### Given request
Starting at the line containing "Annotation task: tag one point per instance of the heron's foot" and ending at the last line, repeat those lines with "heron's" changed to "bird's" and nothing else altered.
start Exercise data
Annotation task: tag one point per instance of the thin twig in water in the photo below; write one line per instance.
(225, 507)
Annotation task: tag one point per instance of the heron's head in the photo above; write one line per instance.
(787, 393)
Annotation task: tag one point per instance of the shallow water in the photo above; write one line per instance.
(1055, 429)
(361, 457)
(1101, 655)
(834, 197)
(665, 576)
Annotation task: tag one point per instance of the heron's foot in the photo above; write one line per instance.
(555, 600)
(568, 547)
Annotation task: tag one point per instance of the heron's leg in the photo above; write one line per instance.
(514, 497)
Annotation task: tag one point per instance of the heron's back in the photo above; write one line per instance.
end Exercise data
### Reply
Annotation task: tag one point per instance of the bird's foot in the photo above; write one line per instance.
(555, 600)
(568, 547)
Annotation task: tag one point per instance of the bird's leg in the photo above; write one line per instance.
(514, 497)
Annotation task: tag one point per instance of the bird's back in the photo above; write one line per instance.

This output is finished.